##### DATASET EXCERPTS

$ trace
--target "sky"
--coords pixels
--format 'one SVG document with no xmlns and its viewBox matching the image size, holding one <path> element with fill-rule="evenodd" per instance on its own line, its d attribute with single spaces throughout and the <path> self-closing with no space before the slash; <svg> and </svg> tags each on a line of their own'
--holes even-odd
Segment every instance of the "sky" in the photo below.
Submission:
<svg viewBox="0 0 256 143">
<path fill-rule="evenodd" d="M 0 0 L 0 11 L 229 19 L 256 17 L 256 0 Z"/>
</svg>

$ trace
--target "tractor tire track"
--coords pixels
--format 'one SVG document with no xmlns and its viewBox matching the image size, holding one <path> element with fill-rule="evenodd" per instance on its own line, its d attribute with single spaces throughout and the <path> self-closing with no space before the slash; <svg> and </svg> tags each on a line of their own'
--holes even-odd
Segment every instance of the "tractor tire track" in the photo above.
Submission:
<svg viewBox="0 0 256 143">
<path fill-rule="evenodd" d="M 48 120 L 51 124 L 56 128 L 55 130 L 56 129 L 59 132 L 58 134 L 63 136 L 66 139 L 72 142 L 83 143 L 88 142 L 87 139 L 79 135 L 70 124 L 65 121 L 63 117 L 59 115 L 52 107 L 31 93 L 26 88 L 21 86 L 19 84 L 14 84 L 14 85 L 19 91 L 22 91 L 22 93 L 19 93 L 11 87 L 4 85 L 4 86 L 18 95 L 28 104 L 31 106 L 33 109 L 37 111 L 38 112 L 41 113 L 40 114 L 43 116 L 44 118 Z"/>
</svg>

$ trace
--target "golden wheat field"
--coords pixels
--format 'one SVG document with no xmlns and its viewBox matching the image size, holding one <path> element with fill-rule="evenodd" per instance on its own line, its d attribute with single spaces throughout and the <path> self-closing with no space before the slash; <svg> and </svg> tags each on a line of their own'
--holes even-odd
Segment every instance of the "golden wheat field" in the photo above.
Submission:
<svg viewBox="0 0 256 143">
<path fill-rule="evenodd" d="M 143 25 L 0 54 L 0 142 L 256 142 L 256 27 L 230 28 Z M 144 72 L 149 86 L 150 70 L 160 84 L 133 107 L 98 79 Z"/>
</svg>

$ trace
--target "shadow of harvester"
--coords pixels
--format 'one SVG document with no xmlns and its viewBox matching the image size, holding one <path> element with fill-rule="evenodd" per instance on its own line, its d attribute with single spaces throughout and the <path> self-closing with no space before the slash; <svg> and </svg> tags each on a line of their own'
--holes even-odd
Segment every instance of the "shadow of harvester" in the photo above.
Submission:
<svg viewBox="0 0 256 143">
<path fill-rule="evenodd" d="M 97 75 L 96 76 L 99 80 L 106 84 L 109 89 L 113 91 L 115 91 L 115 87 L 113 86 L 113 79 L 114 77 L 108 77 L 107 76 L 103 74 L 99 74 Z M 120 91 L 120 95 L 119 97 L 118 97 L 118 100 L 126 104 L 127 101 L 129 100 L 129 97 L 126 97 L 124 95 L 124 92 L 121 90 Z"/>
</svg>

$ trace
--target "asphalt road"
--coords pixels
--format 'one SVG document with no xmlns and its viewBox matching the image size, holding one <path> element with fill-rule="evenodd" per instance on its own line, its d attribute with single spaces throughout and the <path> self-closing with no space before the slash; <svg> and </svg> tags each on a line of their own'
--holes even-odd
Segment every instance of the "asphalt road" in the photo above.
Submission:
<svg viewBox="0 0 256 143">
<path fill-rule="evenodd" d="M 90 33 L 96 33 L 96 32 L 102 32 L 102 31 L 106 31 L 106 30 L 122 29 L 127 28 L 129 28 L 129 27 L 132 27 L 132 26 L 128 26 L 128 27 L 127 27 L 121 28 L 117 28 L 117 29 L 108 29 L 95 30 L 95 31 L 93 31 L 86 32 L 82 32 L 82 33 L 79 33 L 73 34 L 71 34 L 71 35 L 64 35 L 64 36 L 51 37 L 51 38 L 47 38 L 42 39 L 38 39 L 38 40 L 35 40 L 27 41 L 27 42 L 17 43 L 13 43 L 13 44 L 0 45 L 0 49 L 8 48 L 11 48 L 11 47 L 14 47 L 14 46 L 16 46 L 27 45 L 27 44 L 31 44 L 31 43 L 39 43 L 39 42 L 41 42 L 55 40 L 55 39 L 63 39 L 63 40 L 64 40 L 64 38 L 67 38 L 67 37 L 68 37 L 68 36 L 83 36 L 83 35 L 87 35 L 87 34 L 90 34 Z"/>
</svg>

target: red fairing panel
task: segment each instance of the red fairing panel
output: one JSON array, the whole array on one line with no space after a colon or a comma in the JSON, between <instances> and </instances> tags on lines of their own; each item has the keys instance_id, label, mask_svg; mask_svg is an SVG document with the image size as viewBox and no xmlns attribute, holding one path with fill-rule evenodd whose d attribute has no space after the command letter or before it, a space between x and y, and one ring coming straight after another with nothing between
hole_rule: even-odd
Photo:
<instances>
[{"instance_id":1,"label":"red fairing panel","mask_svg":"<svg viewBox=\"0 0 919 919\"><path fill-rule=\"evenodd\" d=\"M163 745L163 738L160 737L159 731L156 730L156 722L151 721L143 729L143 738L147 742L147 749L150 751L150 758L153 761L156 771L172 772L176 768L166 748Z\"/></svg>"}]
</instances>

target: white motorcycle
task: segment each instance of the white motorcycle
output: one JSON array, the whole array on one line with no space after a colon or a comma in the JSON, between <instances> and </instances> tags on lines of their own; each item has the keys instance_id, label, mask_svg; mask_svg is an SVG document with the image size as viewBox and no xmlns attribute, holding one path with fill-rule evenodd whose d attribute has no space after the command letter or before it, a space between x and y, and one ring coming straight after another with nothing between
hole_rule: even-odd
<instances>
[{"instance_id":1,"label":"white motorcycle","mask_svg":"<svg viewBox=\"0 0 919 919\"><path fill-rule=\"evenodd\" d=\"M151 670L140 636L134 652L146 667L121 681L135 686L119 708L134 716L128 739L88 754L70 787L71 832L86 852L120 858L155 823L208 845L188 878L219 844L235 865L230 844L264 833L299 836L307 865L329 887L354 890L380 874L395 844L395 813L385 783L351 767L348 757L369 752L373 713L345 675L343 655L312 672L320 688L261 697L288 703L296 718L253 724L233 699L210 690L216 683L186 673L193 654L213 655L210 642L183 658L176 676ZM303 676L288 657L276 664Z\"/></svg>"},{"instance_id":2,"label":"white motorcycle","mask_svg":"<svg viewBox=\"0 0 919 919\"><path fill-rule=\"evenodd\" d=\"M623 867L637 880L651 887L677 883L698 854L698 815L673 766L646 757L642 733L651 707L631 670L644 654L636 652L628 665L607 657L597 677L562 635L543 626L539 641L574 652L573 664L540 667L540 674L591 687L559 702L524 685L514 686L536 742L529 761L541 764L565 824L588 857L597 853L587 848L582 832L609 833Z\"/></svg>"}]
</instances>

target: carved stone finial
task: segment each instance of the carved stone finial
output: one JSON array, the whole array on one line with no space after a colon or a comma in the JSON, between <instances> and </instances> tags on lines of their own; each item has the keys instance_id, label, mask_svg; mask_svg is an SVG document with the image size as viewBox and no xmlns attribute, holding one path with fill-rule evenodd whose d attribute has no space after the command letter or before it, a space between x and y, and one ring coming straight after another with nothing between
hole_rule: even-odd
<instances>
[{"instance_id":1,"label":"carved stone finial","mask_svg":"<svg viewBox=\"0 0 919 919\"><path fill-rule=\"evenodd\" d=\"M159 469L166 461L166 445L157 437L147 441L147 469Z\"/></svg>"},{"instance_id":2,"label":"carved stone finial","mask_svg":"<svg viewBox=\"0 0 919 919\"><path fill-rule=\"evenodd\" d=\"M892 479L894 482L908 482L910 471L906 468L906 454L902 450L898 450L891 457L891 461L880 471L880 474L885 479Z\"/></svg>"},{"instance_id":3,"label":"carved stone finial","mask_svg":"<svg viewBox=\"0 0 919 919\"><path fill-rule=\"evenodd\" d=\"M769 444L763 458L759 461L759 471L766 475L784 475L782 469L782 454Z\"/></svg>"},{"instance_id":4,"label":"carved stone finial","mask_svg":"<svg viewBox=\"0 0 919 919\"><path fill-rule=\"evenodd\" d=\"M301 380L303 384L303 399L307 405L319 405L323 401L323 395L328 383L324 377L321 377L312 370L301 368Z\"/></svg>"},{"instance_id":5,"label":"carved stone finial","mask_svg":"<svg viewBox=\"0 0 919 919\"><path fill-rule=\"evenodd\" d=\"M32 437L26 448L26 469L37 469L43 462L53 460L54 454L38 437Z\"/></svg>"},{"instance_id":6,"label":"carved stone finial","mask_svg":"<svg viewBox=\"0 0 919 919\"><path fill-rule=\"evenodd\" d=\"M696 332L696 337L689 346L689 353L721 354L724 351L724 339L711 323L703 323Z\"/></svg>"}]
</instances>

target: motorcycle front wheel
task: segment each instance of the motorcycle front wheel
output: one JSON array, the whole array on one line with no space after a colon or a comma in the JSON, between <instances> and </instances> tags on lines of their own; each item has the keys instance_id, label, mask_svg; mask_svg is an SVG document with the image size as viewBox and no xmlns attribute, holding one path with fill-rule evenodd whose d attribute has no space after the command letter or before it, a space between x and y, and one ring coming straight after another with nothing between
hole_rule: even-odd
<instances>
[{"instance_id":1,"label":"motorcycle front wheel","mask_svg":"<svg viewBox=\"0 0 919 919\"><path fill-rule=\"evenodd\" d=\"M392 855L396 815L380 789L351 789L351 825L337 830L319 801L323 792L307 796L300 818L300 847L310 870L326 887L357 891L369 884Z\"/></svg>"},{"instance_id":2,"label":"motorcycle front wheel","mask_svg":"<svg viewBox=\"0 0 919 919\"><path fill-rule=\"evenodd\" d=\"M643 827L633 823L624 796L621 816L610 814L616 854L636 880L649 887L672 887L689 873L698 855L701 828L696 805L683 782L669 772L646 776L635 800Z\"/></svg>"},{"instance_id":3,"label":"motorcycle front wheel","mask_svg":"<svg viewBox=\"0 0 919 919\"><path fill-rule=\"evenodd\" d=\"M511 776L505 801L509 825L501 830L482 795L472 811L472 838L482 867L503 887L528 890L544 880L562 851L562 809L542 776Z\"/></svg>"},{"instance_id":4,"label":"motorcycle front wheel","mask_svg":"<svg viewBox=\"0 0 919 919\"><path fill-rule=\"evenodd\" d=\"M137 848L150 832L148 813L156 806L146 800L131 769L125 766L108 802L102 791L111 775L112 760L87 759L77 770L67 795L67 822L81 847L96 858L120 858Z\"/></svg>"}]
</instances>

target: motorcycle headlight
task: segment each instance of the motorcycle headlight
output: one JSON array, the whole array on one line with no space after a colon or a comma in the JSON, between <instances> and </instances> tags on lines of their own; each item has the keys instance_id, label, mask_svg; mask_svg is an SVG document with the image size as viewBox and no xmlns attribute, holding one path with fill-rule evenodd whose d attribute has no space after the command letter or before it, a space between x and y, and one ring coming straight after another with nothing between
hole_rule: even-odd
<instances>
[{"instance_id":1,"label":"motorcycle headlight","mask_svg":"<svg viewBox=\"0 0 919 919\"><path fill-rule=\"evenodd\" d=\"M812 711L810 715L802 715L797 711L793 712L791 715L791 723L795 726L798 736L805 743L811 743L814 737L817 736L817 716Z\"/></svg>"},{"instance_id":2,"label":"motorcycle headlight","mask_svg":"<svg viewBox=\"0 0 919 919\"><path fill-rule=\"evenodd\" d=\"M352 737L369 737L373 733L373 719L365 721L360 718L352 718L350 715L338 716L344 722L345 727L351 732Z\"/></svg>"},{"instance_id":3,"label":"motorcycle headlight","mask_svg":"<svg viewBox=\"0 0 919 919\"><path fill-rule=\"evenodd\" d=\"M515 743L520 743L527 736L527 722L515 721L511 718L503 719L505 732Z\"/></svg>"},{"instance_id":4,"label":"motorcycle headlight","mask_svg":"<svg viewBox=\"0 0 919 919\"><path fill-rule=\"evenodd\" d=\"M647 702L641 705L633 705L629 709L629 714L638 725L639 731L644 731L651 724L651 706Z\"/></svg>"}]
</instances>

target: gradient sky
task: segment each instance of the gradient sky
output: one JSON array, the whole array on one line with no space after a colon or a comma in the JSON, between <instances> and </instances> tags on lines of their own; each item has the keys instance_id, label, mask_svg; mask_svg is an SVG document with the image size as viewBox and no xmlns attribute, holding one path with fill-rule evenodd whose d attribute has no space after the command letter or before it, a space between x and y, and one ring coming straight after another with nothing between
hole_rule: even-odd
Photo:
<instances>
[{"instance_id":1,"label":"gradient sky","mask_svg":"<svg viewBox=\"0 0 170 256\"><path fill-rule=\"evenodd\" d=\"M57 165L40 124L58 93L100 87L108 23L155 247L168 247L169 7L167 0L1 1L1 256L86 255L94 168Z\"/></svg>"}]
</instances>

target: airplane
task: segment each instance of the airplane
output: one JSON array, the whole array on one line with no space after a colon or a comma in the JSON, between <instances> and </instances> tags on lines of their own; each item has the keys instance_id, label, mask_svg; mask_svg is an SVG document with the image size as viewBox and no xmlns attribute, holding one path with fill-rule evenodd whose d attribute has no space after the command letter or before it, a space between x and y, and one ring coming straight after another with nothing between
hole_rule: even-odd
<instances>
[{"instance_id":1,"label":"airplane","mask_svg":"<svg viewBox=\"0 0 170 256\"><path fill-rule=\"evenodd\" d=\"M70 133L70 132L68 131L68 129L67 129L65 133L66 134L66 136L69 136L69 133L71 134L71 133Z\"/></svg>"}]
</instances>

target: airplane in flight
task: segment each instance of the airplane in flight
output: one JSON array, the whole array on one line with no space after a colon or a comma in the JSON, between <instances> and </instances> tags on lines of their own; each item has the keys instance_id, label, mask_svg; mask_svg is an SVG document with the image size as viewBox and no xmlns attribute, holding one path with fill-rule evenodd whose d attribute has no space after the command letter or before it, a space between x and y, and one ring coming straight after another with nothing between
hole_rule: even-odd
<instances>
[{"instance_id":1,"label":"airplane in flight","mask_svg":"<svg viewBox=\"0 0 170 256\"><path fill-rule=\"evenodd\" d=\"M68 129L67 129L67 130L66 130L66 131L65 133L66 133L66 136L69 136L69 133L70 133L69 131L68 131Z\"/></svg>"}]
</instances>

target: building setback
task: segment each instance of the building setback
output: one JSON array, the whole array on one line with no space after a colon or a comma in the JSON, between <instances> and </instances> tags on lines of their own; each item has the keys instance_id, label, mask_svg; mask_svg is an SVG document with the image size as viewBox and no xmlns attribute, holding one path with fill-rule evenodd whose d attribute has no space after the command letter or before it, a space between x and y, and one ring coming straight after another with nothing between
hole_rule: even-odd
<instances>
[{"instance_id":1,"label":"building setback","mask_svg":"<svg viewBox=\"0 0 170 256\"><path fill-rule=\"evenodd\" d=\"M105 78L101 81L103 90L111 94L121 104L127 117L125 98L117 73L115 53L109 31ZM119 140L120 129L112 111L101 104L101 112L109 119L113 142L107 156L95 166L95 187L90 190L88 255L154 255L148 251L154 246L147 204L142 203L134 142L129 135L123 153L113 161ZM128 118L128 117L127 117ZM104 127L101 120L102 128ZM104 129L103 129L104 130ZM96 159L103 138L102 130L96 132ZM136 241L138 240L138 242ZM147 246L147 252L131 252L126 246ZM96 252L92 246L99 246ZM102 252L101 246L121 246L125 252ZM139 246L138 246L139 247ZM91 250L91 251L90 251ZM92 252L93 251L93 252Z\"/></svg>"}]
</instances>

##########

## PROMPT
Copy out the lines of the records, from the line containing "target: motorcycle headlight" up to and including the line containing "task: segment each instance of the motorcycle headlight".

## RESPONSE
target: motorcycle headlight
task: segment each instance of the motorcycle headlight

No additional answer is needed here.